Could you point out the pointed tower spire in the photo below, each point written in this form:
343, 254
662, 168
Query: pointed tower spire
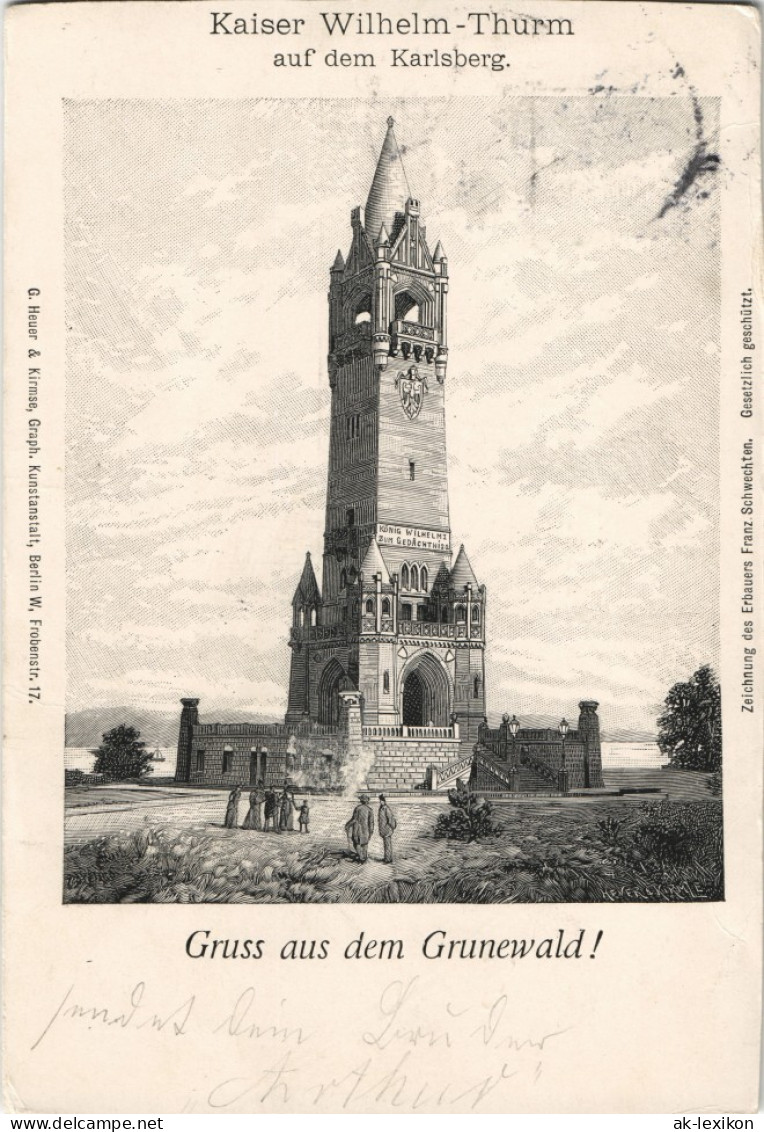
463, 574
389, 189
307, 592
374, 564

▶ EXERCISE
Only the records, copied exactly and free of pictures, belong in the answer.

▶ SOLUTION TO THIS PROBLEM
Could you point out the pointed tower spire in the photo below, each point written in this form:
343, 254
662, 168
Query: pointed tower spire
463, 574
389, 189
307, 592
374, 564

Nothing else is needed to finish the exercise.